§ To do
A - Write out the passage of the Omnicom revenue report from "Omnicom Group’s worldwide" up to and including "call on Tuesday.".
B - In the Omnicom revenue report, what was diluted net income per share for the first quarter of 2020?

§ Exercise text
= Beginning of Section =

Omnicom Group’s worldwide revenue slipped 1.8 percent in the first quarter of 2020.
It decreased to $3,406.9 million from $3,468.9 million compared to the same period last year, primarily due to the negative effects of foeign exchange rates and disposition activity in excess of acquisitions, said the network during an earnings call on Tuesday.
But diluted net income per share rose two cents, or 1.7 percent, to $1.19 compared to $1.17 for the first quarter of 2019.
The report comes as leadership issued a gloomy forecast amid COVID-19 economy chaos.
Part of the company’s statement read: "The COVID-19 pandemic has significantly impacted the global economy. Public health efforts to mitigate the impact of the pandemic include government actions such as travel restrictions, limitations on public gatherings, shelter in place orders and mandatory closures. These actions have negatively impacted many of our clients' businesses and in turn clients have reduced or plan to reduce their demand for our services.
"As a result, we experienced a reduction in our revenue beginning late in the first quarter of 2020, as compared to the same period in 2019, and is expected to continue for the remainder of the year. Such reductions in revenue could adversely impact our ongoing results of operations and financial position and the effects could be material."
Omnicom highlighted that while it expects the pandemic to "affect substantially" all of its clients, certain industry sectors have taken a more immediate and significant hit than others, including travel, lodging and entertainment, energy and oil and gas, non-essential retail and automotive.

= End of Section =

§ Saved data entries
= Beginning of Section =

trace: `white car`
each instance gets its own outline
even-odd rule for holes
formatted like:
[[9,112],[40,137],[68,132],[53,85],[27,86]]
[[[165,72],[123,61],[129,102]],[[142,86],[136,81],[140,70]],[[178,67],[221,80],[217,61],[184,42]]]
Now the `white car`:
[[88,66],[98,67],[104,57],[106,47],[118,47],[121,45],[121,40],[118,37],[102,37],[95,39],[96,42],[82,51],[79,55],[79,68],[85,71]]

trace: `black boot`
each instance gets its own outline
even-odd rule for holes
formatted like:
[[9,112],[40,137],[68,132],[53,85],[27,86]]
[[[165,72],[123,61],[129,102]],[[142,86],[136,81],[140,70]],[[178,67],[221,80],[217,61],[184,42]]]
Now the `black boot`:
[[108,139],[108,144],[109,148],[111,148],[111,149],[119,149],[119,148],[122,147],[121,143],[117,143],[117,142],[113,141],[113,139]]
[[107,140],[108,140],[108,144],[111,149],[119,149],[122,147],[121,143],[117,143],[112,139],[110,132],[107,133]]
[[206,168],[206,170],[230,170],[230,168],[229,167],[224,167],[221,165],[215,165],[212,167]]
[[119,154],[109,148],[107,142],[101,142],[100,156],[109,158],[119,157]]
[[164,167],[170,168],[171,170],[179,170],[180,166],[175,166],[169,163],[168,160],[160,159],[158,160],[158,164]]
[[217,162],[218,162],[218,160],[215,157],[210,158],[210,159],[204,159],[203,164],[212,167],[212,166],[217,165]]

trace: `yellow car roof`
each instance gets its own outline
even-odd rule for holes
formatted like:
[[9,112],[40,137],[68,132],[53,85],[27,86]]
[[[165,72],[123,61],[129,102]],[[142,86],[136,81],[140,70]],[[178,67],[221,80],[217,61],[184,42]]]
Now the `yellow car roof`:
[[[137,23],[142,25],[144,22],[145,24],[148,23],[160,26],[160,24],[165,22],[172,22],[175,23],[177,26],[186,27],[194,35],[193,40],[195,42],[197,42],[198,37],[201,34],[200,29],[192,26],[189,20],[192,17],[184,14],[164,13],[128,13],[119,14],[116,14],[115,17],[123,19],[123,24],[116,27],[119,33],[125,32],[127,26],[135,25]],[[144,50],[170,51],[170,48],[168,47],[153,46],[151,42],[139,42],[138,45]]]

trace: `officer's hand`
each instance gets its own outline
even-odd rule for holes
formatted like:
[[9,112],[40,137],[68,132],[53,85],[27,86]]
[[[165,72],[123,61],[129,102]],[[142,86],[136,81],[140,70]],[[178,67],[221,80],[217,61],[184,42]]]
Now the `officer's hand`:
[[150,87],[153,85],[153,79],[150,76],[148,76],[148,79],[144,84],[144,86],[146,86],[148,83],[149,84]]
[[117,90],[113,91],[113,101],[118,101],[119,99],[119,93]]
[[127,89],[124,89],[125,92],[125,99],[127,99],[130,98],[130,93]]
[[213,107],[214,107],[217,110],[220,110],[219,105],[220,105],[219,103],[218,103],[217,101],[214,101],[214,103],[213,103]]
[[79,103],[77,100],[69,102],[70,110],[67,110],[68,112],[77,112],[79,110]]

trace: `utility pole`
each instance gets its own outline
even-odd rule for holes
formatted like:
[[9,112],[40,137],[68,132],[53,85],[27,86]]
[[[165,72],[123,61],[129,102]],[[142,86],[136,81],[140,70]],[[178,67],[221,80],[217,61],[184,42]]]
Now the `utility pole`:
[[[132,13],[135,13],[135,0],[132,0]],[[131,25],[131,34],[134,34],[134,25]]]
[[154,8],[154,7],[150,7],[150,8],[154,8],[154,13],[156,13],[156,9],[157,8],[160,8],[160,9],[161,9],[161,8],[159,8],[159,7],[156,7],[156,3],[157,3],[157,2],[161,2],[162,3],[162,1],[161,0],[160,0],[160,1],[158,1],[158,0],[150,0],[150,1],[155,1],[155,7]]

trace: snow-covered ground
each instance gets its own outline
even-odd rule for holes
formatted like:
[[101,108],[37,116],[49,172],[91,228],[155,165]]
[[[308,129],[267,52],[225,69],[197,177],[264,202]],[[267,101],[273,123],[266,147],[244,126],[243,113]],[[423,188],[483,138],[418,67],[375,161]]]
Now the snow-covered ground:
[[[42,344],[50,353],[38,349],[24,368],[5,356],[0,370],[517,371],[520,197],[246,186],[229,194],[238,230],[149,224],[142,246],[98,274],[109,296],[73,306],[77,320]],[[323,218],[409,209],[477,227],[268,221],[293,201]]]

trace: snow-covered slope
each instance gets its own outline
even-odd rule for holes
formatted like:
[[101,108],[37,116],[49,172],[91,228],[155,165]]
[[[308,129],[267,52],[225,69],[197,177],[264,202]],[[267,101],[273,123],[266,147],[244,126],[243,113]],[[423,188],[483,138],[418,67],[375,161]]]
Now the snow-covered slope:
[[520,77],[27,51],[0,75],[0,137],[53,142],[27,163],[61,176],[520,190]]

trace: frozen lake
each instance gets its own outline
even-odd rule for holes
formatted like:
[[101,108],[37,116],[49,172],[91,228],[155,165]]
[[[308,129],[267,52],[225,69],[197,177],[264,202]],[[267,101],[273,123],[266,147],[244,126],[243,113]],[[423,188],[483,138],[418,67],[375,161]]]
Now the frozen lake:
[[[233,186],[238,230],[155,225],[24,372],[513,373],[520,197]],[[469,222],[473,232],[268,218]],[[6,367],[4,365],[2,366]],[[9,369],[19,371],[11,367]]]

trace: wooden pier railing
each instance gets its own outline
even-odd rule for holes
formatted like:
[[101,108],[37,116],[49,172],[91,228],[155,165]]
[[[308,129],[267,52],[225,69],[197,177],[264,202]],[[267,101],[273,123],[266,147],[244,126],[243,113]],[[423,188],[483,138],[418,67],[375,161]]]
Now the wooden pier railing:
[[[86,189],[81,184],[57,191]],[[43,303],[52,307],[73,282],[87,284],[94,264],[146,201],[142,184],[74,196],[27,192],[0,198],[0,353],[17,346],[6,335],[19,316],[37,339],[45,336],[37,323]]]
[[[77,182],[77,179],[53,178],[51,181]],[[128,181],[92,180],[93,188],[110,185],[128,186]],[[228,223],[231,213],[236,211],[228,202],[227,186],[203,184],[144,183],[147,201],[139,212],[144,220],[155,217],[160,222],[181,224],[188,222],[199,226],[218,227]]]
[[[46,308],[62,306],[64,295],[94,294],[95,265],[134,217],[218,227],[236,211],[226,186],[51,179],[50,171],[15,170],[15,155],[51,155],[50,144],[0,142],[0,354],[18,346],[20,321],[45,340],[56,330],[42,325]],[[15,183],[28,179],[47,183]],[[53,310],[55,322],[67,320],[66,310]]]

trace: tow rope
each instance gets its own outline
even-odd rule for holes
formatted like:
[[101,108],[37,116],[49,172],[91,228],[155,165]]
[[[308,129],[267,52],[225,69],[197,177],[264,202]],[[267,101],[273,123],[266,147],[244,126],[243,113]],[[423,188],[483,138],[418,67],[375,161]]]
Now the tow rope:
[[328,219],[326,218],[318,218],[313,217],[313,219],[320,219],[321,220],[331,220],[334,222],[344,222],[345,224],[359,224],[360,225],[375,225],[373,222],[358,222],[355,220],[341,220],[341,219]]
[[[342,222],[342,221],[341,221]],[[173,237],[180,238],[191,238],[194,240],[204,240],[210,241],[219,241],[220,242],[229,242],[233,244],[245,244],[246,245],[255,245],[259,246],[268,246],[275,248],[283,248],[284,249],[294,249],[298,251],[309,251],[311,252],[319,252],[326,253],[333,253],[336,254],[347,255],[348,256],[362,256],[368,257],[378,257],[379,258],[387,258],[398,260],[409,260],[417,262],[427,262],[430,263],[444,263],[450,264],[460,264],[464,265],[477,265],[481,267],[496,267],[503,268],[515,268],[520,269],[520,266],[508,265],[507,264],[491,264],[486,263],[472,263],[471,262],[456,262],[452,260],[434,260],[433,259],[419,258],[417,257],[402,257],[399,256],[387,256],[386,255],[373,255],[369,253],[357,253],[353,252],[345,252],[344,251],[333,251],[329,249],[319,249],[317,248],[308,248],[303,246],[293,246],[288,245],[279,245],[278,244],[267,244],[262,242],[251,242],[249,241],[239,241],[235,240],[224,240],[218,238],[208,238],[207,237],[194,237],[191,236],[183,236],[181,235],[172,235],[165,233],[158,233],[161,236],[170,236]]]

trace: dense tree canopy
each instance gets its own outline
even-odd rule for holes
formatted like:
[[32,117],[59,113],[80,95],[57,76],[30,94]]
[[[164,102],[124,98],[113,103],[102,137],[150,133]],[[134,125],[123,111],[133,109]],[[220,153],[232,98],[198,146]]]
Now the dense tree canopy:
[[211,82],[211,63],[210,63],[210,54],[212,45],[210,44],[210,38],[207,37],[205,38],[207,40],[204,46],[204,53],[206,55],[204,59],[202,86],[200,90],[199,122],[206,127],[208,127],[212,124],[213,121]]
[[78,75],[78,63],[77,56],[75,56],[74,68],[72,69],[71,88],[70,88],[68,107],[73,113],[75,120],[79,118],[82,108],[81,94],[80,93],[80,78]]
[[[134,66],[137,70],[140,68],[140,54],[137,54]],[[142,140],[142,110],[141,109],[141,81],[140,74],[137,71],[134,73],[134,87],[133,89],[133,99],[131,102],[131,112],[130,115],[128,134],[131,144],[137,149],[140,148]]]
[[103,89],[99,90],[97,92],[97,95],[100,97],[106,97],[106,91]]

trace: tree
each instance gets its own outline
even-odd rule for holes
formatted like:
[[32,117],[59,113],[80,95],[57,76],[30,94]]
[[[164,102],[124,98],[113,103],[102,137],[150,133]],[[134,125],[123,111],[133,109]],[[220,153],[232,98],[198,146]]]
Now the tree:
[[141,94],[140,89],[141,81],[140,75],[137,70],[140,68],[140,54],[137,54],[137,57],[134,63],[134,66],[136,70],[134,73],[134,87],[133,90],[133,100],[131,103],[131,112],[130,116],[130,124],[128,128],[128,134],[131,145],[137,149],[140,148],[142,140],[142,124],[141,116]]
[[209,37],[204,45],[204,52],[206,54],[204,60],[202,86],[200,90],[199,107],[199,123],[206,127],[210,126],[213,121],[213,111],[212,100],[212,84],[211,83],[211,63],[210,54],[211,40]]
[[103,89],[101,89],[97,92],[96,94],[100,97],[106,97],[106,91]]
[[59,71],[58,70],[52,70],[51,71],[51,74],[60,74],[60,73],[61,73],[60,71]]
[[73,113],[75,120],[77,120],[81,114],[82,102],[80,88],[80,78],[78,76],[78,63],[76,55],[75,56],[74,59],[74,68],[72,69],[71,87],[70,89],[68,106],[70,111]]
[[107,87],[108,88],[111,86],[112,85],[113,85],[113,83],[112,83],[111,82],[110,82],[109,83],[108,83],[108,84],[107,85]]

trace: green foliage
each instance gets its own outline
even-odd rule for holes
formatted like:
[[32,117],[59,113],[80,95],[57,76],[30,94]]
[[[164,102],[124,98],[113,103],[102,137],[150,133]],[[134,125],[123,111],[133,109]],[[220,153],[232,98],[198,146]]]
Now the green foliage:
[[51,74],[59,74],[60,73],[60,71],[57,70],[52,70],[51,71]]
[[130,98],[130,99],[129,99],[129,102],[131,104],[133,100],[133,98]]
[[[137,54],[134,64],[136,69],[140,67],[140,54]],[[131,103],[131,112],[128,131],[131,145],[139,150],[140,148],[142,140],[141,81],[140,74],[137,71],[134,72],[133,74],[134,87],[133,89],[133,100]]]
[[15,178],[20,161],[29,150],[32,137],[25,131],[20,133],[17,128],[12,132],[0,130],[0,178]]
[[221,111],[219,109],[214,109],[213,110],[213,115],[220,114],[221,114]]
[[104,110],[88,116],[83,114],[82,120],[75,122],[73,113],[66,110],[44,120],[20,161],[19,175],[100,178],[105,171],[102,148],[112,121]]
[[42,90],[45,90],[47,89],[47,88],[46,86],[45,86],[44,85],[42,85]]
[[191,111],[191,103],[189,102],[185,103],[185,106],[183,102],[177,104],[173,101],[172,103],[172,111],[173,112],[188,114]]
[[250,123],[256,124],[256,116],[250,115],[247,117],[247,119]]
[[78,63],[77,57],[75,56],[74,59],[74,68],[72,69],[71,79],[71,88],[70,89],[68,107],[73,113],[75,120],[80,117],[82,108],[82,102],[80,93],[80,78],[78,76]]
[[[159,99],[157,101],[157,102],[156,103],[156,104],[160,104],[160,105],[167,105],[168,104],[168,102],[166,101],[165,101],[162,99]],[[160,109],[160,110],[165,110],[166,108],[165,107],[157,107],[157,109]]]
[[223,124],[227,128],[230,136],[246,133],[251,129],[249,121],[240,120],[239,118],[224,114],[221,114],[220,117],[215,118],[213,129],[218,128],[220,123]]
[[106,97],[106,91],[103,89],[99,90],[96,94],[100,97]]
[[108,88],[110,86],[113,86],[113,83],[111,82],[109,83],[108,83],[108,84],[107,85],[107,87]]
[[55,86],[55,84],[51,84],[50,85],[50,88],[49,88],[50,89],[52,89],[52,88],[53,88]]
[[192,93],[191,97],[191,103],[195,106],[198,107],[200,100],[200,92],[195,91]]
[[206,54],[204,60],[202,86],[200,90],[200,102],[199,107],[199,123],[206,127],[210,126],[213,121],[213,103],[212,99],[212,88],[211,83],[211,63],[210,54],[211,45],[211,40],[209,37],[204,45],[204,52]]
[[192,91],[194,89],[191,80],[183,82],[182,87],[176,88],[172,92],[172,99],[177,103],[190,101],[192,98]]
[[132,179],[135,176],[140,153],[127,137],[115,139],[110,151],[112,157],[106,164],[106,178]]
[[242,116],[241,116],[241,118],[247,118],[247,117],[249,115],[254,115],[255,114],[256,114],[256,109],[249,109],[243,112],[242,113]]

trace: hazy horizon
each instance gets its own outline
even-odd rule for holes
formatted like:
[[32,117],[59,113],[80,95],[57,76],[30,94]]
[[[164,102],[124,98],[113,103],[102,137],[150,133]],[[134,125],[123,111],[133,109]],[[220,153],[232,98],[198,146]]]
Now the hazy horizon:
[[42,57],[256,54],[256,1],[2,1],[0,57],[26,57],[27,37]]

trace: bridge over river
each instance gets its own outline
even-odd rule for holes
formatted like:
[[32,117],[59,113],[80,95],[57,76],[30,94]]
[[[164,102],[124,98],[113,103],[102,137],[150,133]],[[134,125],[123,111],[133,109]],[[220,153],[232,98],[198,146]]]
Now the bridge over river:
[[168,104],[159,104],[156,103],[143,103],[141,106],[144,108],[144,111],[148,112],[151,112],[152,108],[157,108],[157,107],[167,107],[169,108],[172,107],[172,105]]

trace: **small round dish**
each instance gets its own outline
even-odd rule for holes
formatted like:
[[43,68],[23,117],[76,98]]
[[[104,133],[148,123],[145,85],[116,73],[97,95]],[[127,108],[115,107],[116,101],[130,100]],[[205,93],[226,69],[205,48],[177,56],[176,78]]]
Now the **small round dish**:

= End of Section =

§ Solutions by task
A -
Omnicom Group’s worldwide revenue slipped 1.8 percent in the first quarter of 2020.
It decreased to $3,406.9 million from $3,468.9 million compared to the same period last year, primarily due to the negative effects of foeign exchange rates and disposition activity in excess of acquisitions, said the network during an earnings call on Tuesday.

B - $1.19